▶ Work order: Copy out, from the data, each line containing the string "button".

-------------------------

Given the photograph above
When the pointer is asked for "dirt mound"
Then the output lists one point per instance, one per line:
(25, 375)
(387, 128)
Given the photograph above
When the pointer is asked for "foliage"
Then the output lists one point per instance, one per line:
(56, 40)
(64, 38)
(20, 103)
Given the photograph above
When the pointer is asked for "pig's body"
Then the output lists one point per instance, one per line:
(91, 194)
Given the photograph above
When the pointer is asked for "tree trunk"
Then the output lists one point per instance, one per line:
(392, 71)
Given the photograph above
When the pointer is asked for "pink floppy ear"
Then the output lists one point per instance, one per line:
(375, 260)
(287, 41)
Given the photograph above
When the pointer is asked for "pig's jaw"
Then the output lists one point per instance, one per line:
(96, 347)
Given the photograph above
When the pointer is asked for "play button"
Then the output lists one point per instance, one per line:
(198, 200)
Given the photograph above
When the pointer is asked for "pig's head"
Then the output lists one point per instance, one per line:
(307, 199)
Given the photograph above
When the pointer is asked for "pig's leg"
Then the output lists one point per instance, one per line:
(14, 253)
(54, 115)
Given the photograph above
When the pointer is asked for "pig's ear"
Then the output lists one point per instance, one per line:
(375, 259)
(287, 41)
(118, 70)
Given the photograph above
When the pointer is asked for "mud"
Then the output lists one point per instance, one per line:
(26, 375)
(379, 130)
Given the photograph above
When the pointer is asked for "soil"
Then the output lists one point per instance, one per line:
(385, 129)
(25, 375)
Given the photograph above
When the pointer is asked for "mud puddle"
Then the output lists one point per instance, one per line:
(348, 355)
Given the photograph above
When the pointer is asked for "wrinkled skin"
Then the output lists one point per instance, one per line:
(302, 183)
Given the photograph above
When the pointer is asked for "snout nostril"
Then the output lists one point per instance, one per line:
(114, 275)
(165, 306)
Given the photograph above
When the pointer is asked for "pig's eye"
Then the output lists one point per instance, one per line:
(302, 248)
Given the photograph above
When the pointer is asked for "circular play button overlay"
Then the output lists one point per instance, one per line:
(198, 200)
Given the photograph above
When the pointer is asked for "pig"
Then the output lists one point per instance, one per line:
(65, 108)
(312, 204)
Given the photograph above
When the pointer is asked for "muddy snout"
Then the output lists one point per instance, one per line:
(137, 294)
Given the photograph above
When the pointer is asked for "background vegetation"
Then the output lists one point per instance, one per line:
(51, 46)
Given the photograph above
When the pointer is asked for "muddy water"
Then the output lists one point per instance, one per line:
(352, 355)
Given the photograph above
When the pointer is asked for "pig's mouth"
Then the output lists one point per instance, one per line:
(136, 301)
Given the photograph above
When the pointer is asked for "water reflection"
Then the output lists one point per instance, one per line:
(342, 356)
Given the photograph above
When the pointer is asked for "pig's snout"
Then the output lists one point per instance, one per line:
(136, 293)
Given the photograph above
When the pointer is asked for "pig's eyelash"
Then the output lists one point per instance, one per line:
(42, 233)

-------------------------

▶ Answer section:
When the pointer is asked for "play button"
When the pointer is asked for "circular play button overlay"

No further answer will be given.